_INSTRUCTIONS FOR THE TASK_.
Display every line of the listing below that contains the word "point", copying each line in full.
-- Begin DATA EXTRACT --
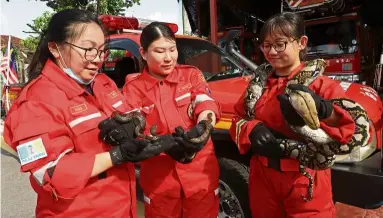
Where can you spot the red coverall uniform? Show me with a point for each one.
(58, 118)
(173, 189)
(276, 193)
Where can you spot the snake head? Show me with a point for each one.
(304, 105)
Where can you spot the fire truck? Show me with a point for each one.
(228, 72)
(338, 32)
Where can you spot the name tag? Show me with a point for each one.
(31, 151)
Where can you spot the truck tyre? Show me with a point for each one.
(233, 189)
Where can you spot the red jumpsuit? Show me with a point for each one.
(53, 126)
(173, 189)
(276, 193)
-- End DATA EXTRACT --
-- Begin DATA EXTRACT --
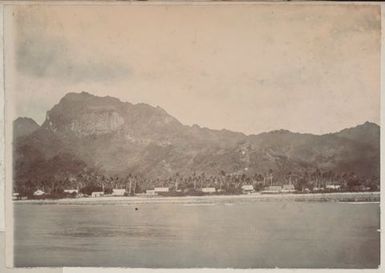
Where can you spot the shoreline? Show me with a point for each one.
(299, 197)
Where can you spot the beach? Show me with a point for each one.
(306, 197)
-- End DATA EXTRACT --
-- Begin DATA EXTRACT --
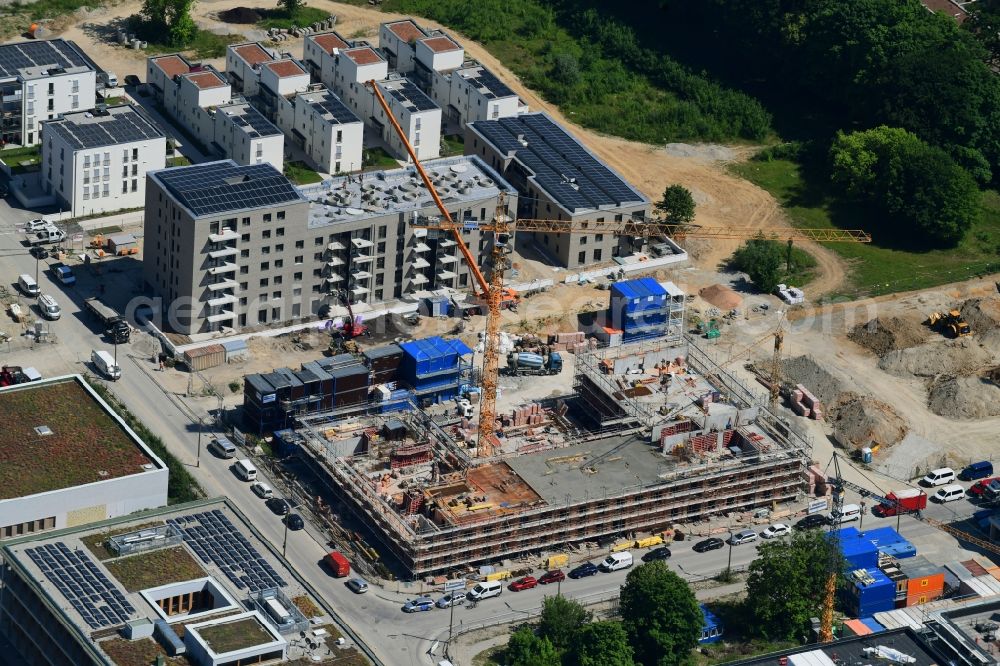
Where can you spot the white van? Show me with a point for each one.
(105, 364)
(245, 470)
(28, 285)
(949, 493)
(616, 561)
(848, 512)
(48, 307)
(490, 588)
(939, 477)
-- End DATA EXTRACT --
_CORRECT RESPONSE_.
Where can you spot the red coverall uniform? Show me with a point for each one.
Where can you spot the snake head? Show me with a point for each one.
Where can you spot the fire truck? Show me with a point for each one.
Where can you spot the name tag? Show me with a point for each one.
Where can you spot the truck tyre? Show me with a point for each one.
Where can you spot the red jumpsuit? Show me with a point for each one.
Where can you spot the shoreline? Show me with a point for each one.
Where can you spot the beach? Show me with a point for each one.
Where can you spot the white van? Show me with a point for each one.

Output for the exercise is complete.